▶ **Do zrobienia**
A: Zaktualizuj fragment tekstu o Miliku od „Z jednej strony” aż po „pozostawiają zresztą wątpliwości.”, zamieniając „snajpera” na „napastnika”, i podaj ten fragment w nowej wersji.
B: Odpowiedz na pytania do tekstu o Miliku:
(i) Za ile euro Napoli pozyskało Victora Osimhena?
(ii) Kto jest dyrektorem sportowym SCC?
(iii) Ile lat ma Milik?

▶ **Fragment tekstu**
▶
Z jednej strony media w Italii donoszą o rezygnacji Juventusu ze sprowadzenia Milika, z drugiej – prezydent Napoli przesądza jednoznacznie, że dla Polaka miejsca na San Paolo już nie ma. Nie pomaga bardzo słaba w ostatnich tygodniach forma 26-latka, która nie przyciąga potencjalnych kontrahentów. Sytuacja robi się więc nieciekawa…
O tym, że plan B Milika, czyli pozostanie w Neapolu, jest mało realny, wiedzieliśmy od wielu tygodni. Teraz jednak pozapadały klamki. Wciąż aktualny jeszcze wicemistrz Włoch pozyskał właśnie za 80 milionów euro Victora Osimhena z Lille – jeśli dodamy, że w drużynie jest już inna gwiazda występująca na szpicy, czyli Dries Mertens, staje się jasne, że dla polskiego snajpera brakuje miejsca. Wypowiedzi klubowych sterników nie pozostawiają zresztą wątpliwości.
– Arek zawsze znajdował się na liście transferowej, bo odkąd się znamy, gdy pytam go: „przedłużamy kontrakt?”, on patrzy na ciebie i nic nie mówi. To sprawia, że musisz wziąć pod uwagę jego odejście. Odejdzie tam, gdzie zapłacą najwięcej. Dla nikogo nie ma zniżek – stwierdził szczerze Aurelio De Laurentiis. – W przeciwnym wypadku pozostanie w Neapolu i prawdopodobnie nie będzie znajdował się w planach trenera – dodał prezydent Azzurrich.
– Rozstaniemy się z Milikiem. Taka jest wola obu stron – stwierdził cytowany przez sobotnią prasę dyrektor sportowy SCC Cristiano Giuntoli. – Spodziewałem się po nim więcej. Jeśli masz pięć lub sześć szans i nie umieścisz piłki w siatce, oczywiście będziesz miał problem – komentował z kolei po meczu z Interem opiekun ekipy spod Wezuwiusza Gennaro Gattuso.
◀
[Rekordy zbioru danych ze wskazaniami]
▶
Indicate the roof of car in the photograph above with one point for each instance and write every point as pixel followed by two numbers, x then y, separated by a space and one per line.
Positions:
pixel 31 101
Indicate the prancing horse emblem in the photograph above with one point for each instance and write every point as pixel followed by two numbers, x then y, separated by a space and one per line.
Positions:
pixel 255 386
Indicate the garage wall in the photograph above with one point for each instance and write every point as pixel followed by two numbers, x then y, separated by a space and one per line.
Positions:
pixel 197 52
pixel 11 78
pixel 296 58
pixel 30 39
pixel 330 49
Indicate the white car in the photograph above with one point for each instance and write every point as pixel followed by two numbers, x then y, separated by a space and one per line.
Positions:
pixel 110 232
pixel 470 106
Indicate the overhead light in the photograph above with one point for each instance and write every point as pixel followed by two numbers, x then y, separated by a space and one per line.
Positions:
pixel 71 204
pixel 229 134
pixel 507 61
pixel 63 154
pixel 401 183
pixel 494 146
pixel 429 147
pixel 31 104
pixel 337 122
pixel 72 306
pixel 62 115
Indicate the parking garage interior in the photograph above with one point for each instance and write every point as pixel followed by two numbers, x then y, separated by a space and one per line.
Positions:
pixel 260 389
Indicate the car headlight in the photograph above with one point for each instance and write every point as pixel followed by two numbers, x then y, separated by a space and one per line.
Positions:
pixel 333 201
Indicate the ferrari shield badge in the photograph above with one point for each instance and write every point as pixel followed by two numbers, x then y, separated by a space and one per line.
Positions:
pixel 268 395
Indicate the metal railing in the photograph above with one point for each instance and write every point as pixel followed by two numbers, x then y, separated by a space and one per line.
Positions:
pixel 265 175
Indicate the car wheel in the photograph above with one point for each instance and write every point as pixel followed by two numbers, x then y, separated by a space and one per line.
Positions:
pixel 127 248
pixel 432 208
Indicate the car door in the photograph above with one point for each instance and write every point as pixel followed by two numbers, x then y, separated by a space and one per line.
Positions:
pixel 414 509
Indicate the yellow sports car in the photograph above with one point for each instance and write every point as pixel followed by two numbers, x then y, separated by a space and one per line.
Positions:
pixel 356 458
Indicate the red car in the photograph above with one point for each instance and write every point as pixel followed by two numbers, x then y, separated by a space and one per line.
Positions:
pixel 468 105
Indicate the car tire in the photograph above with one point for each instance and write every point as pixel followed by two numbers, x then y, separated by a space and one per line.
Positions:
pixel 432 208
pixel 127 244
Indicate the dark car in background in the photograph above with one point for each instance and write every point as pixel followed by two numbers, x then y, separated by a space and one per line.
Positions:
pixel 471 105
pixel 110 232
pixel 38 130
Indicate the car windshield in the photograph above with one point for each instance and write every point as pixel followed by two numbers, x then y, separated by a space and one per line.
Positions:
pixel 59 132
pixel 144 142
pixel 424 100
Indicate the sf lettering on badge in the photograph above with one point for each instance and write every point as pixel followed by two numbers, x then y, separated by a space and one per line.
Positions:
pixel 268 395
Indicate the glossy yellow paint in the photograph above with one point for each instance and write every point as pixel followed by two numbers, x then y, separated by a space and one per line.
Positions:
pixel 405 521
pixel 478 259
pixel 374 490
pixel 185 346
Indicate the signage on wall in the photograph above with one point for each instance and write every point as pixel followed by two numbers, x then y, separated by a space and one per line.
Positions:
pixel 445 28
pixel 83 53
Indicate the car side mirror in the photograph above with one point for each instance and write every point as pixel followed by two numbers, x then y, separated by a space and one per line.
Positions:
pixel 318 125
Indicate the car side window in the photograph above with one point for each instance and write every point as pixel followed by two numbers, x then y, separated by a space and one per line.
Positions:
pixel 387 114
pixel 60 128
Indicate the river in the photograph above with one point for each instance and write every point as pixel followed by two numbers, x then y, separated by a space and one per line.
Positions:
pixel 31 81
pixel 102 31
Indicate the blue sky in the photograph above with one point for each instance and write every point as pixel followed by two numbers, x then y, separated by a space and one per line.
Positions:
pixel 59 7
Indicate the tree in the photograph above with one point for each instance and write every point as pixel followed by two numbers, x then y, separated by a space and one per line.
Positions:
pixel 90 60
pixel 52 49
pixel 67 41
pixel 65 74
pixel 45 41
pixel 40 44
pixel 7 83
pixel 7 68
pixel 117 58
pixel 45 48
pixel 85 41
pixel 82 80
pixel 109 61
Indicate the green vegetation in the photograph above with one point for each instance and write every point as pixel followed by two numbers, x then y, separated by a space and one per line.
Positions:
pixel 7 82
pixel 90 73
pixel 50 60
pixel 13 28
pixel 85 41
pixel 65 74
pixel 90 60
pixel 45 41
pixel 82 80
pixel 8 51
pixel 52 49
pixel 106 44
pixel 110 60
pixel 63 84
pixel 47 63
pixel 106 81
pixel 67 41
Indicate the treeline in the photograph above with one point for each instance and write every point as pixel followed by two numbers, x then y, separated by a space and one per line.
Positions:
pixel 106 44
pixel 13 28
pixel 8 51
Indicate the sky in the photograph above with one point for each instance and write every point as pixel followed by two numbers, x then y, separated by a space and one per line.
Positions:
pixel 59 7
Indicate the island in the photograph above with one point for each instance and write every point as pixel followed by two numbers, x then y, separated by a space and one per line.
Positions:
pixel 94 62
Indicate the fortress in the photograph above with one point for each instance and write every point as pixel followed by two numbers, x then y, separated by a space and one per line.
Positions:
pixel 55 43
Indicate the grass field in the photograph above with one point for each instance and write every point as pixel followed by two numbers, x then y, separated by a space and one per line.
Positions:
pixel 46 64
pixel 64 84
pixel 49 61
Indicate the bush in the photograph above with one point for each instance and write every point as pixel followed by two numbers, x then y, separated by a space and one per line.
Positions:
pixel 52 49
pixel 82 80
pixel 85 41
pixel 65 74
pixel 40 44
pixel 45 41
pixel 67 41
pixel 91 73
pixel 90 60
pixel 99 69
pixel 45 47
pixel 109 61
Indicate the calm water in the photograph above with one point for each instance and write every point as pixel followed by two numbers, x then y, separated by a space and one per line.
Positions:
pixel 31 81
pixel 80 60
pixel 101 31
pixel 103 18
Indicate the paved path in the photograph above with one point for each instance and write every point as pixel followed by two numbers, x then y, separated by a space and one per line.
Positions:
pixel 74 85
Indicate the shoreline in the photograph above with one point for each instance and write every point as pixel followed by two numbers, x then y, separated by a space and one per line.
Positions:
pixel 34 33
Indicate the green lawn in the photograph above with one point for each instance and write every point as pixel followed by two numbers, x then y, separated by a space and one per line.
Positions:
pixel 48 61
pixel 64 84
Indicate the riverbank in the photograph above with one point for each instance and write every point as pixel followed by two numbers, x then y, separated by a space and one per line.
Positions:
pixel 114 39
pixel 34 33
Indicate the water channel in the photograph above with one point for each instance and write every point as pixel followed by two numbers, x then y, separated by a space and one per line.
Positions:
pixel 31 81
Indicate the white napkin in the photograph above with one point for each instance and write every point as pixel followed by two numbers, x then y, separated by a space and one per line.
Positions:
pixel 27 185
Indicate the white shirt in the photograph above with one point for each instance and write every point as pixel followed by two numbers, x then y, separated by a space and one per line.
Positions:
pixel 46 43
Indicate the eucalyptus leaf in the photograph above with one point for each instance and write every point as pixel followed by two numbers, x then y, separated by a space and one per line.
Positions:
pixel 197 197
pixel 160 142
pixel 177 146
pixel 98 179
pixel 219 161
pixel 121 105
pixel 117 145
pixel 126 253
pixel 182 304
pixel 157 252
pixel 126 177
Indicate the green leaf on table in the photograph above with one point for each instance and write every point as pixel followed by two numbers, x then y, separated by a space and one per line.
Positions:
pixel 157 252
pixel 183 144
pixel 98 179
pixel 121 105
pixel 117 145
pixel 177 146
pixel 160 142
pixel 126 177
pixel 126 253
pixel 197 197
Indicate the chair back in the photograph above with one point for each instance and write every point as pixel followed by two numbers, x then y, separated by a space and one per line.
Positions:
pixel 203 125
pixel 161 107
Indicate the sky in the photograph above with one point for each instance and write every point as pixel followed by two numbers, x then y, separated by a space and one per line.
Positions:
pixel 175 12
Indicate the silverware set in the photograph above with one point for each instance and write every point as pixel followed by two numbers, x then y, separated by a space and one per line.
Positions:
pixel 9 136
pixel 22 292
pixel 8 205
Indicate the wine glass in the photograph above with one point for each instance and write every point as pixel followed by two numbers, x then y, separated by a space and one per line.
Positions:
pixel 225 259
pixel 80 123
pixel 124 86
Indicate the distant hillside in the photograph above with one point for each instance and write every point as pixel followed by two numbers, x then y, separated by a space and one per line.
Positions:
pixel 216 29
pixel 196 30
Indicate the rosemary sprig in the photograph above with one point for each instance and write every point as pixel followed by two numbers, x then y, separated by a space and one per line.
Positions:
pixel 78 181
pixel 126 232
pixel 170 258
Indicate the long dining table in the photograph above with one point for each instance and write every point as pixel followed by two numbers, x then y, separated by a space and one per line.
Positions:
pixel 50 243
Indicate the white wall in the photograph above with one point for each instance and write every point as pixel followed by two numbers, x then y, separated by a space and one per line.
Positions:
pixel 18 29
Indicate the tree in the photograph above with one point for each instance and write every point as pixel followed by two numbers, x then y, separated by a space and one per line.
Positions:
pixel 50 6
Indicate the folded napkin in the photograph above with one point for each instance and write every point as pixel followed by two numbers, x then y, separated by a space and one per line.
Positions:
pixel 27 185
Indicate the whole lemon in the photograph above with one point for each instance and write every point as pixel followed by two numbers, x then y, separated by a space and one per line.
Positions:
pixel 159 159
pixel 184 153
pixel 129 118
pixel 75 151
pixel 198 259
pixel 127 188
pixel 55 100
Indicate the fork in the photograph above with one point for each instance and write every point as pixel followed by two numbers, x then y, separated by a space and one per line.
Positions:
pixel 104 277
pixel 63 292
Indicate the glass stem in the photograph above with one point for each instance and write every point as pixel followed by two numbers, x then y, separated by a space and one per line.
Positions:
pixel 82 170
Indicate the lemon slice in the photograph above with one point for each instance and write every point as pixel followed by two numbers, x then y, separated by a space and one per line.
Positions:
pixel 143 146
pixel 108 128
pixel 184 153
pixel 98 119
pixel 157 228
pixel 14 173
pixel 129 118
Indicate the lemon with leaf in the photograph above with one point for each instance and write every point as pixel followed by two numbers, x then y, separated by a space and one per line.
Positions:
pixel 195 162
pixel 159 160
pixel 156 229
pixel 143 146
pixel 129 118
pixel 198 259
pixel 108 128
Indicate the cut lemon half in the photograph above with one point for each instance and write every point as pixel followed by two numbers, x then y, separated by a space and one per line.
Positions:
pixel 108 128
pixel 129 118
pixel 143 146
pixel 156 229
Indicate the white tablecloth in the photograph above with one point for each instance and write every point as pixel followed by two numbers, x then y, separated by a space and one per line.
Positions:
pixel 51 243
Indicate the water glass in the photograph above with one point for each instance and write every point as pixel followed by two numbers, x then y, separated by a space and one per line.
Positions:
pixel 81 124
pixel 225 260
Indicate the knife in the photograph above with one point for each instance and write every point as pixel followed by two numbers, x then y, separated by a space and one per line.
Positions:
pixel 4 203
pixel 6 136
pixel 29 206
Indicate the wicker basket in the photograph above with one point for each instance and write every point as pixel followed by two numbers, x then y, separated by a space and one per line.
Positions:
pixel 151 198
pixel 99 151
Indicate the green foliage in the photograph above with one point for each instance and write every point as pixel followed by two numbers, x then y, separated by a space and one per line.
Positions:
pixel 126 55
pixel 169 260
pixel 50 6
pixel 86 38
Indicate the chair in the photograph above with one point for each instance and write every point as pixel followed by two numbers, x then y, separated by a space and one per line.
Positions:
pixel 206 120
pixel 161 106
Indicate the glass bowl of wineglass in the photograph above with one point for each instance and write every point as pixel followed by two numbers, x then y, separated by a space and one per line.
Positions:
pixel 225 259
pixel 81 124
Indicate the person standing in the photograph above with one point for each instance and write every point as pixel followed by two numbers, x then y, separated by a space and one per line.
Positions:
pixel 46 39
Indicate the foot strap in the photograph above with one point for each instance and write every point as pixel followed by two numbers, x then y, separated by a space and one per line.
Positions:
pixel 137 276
◀
▶ **Odpowiedzi do zadań**
A:
Z jednej strony media w Italii donoszą o rezygnacji Juventusu ze sprowadzenia Milika, z drugiej – prezydent Napoli przesądza jednoznacznie, że dla Polaka miejsca na San Paolo już nie ma. Nie pomaga bardzo słaba w ostatnich tygodniach forma 26-latka, która nie przyciąga potencjalnych kontrahentów. Sytuacja robi się więc nieciekawa…
O tym, że plan B Milika, czyli pozostanie w Neapolu, jest mało realny, wiedzieliśmy od wielu tygodni. Teraz jednak pozapadały klamki. Wciąż aktualny jeszcze wicemistrz Włoch pozyskał właśnie za 80 milionów euro Victora Osimhena z Lille – jeśli dodamy, że w drużynie jest już inna gwiazda występująca na szpicy, czyli Dries Mertens, staje się jasne, że dla polskiego napastnika brakuje miejsca. Wypowiedzi klubowych sterników nie pozostawiają zresztą wątpliwości.

B:
(i) Za 80 milionów euro.
(ii) Cristiano Giuntoli.
(iii) 26 lat.